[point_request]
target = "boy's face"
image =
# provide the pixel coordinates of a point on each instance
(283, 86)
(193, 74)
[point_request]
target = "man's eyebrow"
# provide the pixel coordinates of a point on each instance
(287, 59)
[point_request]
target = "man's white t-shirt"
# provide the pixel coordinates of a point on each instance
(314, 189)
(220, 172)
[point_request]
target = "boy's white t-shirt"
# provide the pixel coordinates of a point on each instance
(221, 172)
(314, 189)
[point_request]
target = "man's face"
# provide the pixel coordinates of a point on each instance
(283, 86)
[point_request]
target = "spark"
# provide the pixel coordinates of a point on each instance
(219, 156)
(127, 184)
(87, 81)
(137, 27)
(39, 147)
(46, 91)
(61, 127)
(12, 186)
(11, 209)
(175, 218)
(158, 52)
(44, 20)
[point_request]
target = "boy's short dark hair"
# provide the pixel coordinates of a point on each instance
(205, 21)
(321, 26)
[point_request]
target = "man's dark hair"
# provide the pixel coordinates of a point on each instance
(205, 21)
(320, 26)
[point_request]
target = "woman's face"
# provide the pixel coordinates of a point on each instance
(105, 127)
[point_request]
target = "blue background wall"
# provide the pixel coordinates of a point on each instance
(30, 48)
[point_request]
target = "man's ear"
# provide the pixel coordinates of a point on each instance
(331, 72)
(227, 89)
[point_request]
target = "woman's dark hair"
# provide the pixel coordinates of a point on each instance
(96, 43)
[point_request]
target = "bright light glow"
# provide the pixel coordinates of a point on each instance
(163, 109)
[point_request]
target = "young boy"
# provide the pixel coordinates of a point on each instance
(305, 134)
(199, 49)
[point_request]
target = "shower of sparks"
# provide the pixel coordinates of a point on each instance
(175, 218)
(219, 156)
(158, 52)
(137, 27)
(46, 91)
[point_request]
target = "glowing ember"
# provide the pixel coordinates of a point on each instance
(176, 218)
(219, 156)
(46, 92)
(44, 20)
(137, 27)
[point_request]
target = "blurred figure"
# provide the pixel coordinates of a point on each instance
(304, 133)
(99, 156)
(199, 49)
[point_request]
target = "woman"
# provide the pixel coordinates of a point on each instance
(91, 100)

§

Take from the listing above each line containing "dark".

**Exercise answer:**
target = "boy's short dark hair"
target = "man's dark hair"
target = "woman's dark hair"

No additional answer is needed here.